## Work to be completed:
Answer these questions from the book list below:
1. Besides book descriptions, what does the post say it includes for each book?
2. Where has Mr Norrell assembled his library?
3. What does Mr Norrell create to confuse and alarm the French?

## Page text:

7 Intriguing Fantasy Books Set in Victorian London to Read

Fantasy books set in medieval-inspired worlds are beloved, as well as well-known in the fantasy genre. While authors have penned wonderful steampunk fantasy novels, futuristic ones, and more, what about fantasy books set in Victorian London in particular?

Well, if you’re curious what stories like that exist, this post has a list for you.

Here are 7 fantasy books set in Victorian London to read:

I’ve included book descriptions, readers’ ratings and summaries of positive and negative comments for each book below. On the other hand, if you’d like a quick summary, here’s a comparison chart.

Jonathan Strange & Mr. Norrell


English magicians were once the wonder of the known world, with fairy servants at their beck and call; they could command winds, mountains, and woods. But by the early 1800s they have long since lost the ability to perform magic. They can only write long, dull papers about it, while fairy servants are nothing but a fading memory.

But at Hurtfew Abbey in Yorkshire, the rich, reclusive Mr Norrell has assembled a wonderful library of lost and forgotten books from England’s magical past and regained some of the powers of England’s magicians.

He goes to London and raises a beautiful young woman from the dead. Soon he is lending his help to the government in the war against Napoleon Bonaparte, creating ghostly fleets of rain-ships to confuse and alarm the French.

All goes well until a rival magician appears. Jonathan Strange is handsome, charming, and talkative-the very opposite of Mr Norrell. Strange thinks nothing of enduring the rigors of campaigning with Wellington’s army and doing magic on battlefields. Astonished to find another practicing magician, Mr Norrell accepts Strange as a pupil. But it soon becomes clear that their ideas of what English magic ought to be are very different.

For Mr Norrell, their power is something to be cautiously controlled, while Jonathan Strange will always be attracted to the wildest, most perilous forms of magic. He becomes fascinated by the ancient, shadowy figure of the Raven King, a child taken by fairies who became king of both England and Faerie, and the most legendary magician of all.

Eventually Strange’s heedless pursuit of long-forgotten magic threatens to destroy not only his partnership with Norrell, but everything that he holds dear. 

What Do Readers Say?

Entries pointing to named objects:
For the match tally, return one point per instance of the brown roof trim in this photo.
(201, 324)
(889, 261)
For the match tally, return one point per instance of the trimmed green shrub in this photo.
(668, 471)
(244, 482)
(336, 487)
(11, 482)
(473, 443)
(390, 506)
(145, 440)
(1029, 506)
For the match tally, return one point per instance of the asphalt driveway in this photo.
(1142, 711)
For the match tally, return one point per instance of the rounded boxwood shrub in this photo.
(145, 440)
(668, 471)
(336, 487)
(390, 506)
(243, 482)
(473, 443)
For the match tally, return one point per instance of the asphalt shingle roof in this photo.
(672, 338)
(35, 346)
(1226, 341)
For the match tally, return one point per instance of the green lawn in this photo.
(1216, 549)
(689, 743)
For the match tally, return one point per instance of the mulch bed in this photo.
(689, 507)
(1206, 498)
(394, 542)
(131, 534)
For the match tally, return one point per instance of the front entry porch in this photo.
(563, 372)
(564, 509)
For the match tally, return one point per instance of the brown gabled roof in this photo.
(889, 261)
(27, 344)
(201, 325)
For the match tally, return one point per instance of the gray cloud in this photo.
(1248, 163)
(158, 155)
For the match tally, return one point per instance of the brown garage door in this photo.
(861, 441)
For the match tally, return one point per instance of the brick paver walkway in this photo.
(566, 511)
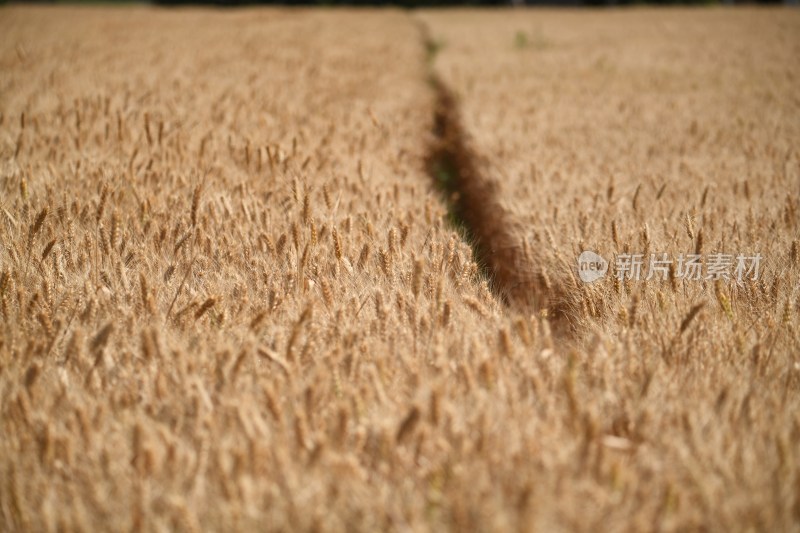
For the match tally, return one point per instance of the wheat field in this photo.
(296, 269)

## Reply:
1. Readers' ratings and summaries of positive and negative comments.
2. At Hurtfew Abbey in Yorkshire.
3. Ghostly fleets of rain-ships.